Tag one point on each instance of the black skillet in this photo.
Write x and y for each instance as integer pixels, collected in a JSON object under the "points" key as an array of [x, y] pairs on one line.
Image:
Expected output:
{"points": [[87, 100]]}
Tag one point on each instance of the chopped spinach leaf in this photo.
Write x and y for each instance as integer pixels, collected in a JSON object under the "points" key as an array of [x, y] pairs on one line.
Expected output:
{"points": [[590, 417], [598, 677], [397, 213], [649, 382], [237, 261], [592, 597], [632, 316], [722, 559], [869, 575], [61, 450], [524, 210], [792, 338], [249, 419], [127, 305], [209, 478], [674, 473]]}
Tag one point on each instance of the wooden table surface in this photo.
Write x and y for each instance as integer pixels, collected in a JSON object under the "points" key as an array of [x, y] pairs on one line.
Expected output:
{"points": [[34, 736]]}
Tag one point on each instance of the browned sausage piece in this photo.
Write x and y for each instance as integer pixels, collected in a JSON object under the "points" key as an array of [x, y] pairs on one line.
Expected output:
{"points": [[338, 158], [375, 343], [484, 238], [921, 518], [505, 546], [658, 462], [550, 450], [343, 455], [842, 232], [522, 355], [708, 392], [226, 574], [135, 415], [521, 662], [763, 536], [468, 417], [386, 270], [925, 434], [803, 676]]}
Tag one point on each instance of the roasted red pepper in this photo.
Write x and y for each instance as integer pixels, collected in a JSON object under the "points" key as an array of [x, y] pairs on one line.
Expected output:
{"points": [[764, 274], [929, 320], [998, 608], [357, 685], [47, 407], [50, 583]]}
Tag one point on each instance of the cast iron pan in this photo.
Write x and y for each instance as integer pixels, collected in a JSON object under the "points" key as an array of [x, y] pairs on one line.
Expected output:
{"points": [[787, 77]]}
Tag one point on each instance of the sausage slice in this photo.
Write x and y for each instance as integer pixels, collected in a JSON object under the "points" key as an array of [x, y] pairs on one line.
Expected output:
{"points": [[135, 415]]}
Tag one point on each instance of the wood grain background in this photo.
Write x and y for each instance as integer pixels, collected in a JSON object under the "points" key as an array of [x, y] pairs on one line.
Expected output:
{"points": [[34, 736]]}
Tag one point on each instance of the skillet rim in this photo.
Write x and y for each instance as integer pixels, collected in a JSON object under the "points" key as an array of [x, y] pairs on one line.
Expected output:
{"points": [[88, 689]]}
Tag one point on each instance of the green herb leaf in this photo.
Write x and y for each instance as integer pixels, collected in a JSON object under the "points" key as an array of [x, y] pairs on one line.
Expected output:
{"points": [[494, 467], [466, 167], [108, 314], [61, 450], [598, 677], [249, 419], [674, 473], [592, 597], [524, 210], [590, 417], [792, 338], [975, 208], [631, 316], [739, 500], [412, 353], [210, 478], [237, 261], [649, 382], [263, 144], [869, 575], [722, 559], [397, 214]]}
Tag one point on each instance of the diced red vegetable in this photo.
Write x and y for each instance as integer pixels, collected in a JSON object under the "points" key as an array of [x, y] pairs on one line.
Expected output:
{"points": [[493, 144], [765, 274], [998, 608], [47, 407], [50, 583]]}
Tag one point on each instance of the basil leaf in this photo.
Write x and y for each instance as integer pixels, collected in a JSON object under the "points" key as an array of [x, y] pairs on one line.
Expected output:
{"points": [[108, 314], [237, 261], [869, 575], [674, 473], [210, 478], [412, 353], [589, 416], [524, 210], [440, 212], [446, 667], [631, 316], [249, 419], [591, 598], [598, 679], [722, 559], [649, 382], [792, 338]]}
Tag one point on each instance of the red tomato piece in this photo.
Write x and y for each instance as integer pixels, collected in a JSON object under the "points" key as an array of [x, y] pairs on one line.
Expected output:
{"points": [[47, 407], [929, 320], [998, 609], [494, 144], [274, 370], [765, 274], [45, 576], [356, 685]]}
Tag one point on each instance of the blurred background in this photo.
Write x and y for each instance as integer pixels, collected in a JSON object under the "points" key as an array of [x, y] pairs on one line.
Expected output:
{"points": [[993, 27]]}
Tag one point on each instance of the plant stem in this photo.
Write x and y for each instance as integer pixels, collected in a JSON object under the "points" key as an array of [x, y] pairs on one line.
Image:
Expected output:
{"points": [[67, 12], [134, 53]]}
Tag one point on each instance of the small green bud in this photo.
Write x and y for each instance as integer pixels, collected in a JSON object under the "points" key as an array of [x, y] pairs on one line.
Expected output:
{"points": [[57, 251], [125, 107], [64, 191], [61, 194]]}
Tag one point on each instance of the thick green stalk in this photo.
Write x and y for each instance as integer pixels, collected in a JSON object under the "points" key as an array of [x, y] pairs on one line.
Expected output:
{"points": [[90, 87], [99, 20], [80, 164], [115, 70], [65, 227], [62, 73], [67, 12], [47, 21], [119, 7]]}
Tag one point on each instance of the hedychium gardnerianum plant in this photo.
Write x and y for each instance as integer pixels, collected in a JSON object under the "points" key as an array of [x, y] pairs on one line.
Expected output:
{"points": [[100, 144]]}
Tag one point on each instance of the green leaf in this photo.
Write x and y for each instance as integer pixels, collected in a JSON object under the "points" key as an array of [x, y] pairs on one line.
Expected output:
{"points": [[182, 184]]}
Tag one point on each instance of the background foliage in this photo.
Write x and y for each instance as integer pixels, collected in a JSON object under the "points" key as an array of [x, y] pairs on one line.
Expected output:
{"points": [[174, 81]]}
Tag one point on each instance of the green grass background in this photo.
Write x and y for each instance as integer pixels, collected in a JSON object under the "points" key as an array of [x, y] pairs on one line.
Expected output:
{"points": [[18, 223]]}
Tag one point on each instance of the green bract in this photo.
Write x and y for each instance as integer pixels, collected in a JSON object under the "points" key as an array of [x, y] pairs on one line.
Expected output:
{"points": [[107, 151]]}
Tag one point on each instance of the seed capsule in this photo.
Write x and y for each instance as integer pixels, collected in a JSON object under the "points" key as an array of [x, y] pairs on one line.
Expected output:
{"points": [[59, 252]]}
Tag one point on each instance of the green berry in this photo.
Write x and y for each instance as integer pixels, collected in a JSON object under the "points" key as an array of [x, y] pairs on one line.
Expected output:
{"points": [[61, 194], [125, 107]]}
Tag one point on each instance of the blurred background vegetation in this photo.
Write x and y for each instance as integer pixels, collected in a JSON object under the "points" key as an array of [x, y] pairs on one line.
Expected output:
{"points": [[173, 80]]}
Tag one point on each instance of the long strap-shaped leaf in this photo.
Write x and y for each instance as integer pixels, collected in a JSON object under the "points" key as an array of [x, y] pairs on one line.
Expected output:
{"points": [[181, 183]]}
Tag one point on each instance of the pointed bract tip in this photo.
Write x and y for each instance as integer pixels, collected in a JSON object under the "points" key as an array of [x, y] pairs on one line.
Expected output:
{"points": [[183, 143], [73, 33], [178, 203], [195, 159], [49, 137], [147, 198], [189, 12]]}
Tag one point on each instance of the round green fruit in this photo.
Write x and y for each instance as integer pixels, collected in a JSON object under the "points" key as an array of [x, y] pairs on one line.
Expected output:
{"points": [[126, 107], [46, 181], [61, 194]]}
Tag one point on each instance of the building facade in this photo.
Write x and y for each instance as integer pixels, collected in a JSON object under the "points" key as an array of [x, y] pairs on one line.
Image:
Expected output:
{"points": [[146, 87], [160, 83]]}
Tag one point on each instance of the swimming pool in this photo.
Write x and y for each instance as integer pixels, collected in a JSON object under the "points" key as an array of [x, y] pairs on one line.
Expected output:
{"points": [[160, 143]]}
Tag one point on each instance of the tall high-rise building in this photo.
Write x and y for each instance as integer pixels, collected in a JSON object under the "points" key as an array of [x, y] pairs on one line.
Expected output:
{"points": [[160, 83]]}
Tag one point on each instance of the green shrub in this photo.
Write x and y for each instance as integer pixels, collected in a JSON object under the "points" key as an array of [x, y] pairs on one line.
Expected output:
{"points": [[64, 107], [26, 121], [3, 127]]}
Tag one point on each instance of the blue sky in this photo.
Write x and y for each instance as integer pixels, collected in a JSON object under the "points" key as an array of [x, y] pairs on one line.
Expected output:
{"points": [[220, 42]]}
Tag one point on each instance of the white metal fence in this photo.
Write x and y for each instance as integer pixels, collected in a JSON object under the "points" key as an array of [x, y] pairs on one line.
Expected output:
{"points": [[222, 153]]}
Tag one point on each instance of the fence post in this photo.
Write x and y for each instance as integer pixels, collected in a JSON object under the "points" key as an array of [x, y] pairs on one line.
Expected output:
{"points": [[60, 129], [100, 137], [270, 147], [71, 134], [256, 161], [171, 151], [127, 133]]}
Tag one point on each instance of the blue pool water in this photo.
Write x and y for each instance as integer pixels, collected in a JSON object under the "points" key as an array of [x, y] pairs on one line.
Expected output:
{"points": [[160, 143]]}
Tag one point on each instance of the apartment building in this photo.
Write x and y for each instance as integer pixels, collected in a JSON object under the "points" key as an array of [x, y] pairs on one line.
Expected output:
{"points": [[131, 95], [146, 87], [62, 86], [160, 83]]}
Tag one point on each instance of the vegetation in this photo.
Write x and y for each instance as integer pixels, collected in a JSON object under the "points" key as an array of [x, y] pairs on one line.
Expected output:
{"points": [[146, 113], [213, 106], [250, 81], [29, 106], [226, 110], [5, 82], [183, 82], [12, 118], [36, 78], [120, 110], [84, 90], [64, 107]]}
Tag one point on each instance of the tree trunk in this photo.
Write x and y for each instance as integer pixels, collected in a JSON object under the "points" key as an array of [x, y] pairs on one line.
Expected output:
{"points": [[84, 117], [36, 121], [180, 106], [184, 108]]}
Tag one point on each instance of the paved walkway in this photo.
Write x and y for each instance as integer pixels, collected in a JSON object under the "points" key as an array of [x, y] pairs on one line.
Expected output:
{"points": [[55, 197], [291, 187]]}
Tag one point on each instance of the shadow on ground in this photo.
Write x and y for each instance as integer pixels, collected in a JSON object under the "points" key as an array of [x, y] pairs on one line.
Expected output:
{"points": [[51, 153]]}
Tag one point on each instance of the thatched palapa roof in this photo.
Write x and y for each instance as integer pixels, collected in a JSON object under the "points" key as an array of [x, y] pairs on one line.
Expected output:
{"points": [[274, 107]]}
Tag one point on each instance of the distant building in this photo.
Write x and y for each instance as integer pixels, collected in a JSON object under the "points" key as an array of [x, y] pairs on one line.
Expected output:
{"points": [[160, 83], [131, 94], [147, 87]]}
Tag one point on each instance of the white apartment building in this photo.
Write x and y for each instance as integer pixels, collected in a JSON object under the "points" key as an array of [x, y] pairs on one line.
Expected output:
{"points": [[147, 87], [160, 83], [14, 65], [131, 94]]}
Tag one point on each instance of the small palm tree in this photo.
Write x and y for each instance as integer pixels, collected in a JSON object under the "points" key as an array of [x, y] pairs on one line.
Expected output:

• • • • • • •

_TASK STATEMENT_.
Show every line in the listing above that carries the word "background".

_TASK ANSWER_.
Tag one point on each instance of the wood grain background in this photo.
Tag one point on each instance of the blurred background in this photo.
Tag one point on each instance of the background foliage in this photo.
Tag one point on each instance of the green grass background in this photo.
Tag one point on each instance of the blurred background vegetation in this photo.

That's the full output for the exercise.